[Start of section]
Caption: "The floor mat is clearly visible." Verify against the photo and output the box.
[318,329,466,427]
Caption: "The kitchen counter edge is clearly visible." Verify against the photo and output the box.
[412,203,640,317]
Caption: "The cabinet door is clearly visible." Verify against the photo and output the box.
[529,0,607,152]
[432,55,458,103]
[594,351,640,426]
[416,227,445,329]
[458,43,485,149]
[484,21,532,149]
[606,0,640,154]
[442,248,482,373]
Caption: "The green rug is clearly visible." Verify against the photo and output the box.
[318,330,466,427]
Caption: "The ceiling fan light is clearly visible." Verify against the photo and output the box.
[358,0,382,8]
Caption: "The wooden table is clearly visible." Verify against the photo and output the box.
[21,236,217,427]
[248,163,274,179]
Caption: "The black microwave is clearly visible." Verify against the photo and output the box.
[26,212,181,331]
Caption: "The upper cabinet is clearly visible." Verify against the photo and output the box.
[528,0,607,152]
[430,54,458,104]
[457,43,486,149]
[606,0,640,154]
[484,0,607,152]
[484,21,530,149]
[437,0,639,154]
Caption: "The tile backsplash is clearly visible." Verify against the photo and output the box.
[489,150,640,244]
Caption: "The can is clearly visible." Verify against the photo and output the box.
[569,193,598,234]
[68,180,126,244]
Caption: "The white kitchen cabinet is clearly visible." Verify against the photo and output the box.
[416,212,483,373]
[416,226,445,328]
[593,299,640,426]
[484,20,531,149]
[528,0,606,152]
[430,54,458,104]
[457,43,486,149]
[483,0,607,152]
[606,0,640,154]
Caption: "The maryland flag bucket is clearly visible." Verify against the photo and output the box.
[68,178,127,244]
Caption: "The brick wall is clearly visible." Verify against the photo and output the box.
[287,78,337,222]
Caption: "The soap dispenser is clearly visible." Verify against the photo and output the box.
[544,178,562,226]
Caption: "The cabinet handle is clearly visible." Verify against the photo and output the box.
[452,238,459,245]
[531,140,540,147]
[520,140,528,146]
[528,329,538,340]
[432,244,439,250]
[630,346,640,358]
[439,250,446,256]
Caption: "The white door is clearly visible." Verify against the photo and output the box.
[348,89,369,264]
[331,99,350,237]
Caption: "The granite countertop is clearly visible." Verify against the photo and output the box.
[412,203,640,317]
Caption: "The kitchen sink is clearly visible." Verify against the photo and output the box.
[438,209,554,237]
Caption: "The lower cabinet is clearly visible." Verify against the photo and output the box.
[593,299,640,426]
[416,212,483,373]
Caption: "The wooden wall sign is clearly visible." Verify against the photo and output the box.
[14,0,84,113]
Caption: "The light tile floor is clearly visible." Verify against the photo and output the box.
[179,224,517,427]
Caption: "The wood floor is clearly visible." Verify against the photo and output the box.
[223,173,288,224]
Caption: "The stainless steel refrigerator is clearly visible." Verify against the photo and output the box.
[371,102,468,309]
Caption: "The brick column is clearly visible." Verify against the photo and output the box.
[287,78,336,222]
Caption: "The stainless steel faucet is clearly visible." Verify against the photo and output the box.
[End of section]
§ **Exercise requirements**
The records above should be copied out again in full, exactly as they appear.

§ **Response**
Caption: "The floor mat is clearly visible." Verify against the photo and output the box.
[318,329,466,427]
Caption: "The kitchen counter edge is clearly visible." Verify against the photo and output the box.
[412,203,640,317]
Caption: "The cabinet door is clearly visible." Verify against the photo and output the box.
[529,0,607,152]
[432,55,458,103]
[594,351,640,426]
[416,227,445,329]
[458,43,485,149]
[484,21,532,149]
[606,0,640,154]
[442,248,482,373]
Caption: "The green rug is clearly visible." Verify against the photo and output the box.
[318,330,466,427]
Caption: "The ceiling fan light is clearly visible." Verify against the photo and output the box.
[358,0,382,8]
Caption: "The wooden table is clearly visible." Verify against the photo and output the box.
[21,236,217,427]
[248,163,274,179]
Caption: "The black microwave is clearly visible." Verify against the photo and output the box.
[26,212,181,331]
Caption: "The upper cabinet is clearly visible." Verify against the photo and output the box.
[528,0,607,152]
[430,54,458,104]
[457,43,486,149]
[606,0,640,154]
[484,0,607,152]
[484,21,530,149]
[437,0,639,154]
Caption: "The tile backsplash is clearly visible." Verify against the photo and output the box.
[489,150,640,244]
Caption: "The can is clearly visible." Verify against the photo and output the box.
[569,193,598,234]
[68,180,126,244]
Caption: "The white kitchen cabinet is clearly visible." Verify against the photo and output the box.
[416,212,483,373]
[416,226,445,328]
[593,299,640,426]
[484,20,531,149]
[528,0,606,152]
[430,54,458,104]
[457,43,486,149]
[483,0,607,152]
[606,0,640,154]
Caption: "The maryland flag bucket is clearly visible." Verify against the photo and output the box.
[68,178,127,244]
Caption: "The brick wall is clearly visible." Verify against the photo and output the box.
[287,78,337,222]
Caption: "The soap dispenser is clearly visible." Verify against the photo and output the box.
[544,178,562,226]
Caption: "The cabinet handle is clearly visible." Verify against the photo and output the box.
[452,238,459,245]
[531,140,540,147]
[520,140,528,146]
[528,329,538,340]
[432,244,439,250]
[630,346,640,358]
[439,250,446,256]
Caption: "The white door is clearly visible." Verify against the photo and output the box.
[348,89,369,264]
[331,99,350,237]
Caption: "The granite countertop is clearly visible." Verify against the photo and output the box.
[412,203,640,317]
Caption: "The kitchen sink is clearly visible." Verify against the photo and output the box.
[438,209,554,237]
Caption: "The lower cabinet is clearly visible." Verify against the photo and output the box.
[593,299,640,426]
[416,212,483,373]
Caption: "The wooden wall sign is clearly visible." Verify against the photo and output the box.
[14,0,84,113]
Caption: "The light tile floor is clearly visible." Verify against the photo and output the box.
[179,224,517,427]
Caption: "The wood floor is clearly visible." Verify against the photo and output the box.
[223,173,288,224]
Caption: "The stainless steel refrigerator is clearly visible." Verify against the photo and output the box.
[371,102,468,309]
Caption: "The brick column is clearly visible." Verify against the photo and output the box.
[287,78,336,222]
Caption: "The stainless steel faucet is clearly visible." Verify against the photo and output the box.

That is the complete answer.